**Prompt:**
Translate this sentence from the statement on the JobMaker wage subsidy into Spanish: "The Greens have not resolved a final position on the Bill and are demanding to see the full details of the scheme first."

**Passage for review:**
********
Greens to amend jobmaker wage subsidy to block wage thieves & companies putting shareholders first

The Australian Greens MPs

Leader of the Australian Greens Adam Bandt MP has today outlined his party's amendments to the JobMaker wage subsidy package, calling upon Labor and the crossbench to support them. The Greens will move amendments that deny the scheme to corporations that have underpaid workers or that have recently paid dividends. The Greens will also move amendments to stop employers sacking people currently employed to take advantage of the scheme. The Greens have not resolved a final position on the Bill and are demanding to see the full details of the scheme first.

"This government is setting up a slush fund for wage thieves. In the biggest recession we've seen in generations, we shouldn't be subsidising profitable corporations or giving public money to corporations that underpay workers," Mr Bandt said.

"The Greens will amend the enabling legislation for the government's JobMaker wage subsidy to stop public money going to big corporations that are paying dividends to shareholders or that have a history of ripping employees off.
********
**Stored data:**
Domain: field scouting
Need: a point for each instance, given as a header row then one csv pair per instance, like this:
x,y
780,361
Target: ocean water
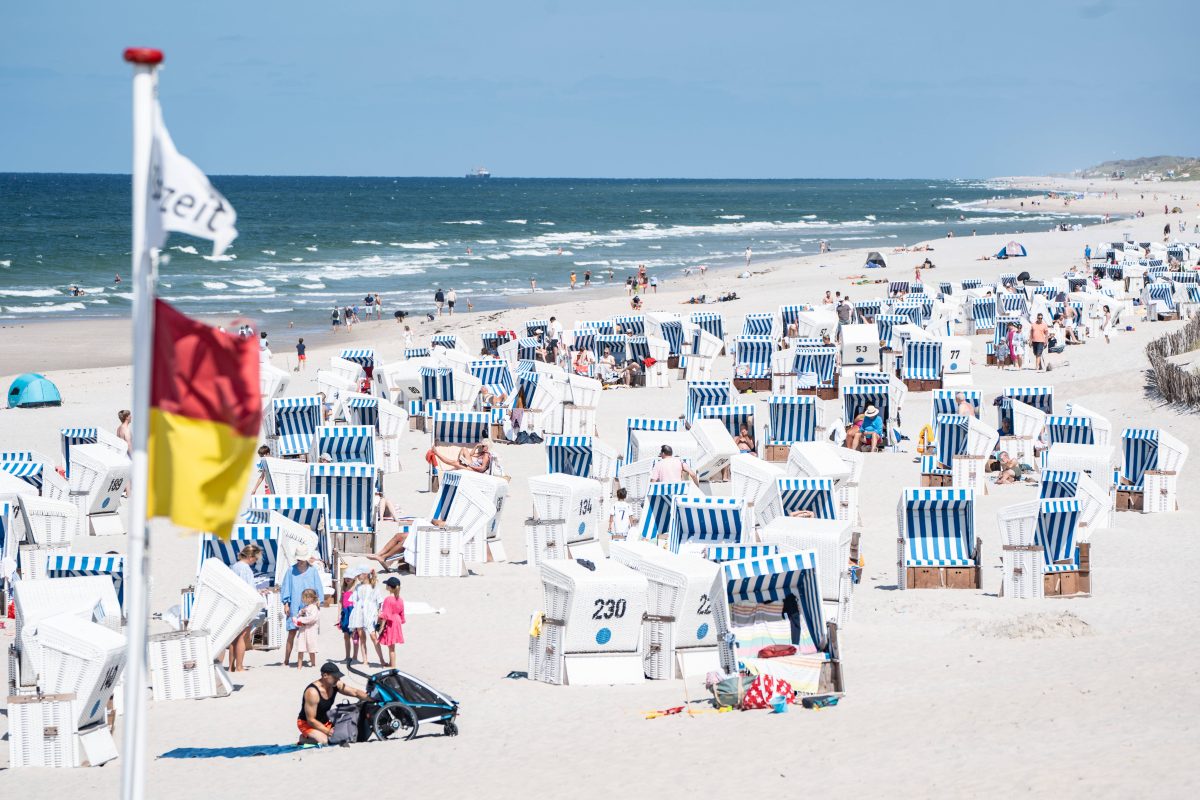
********
**Worked solution:**
Los Verdes no han definido una posición final sobre el proyecto de ley y exigen ver primero todos los detalles del programa.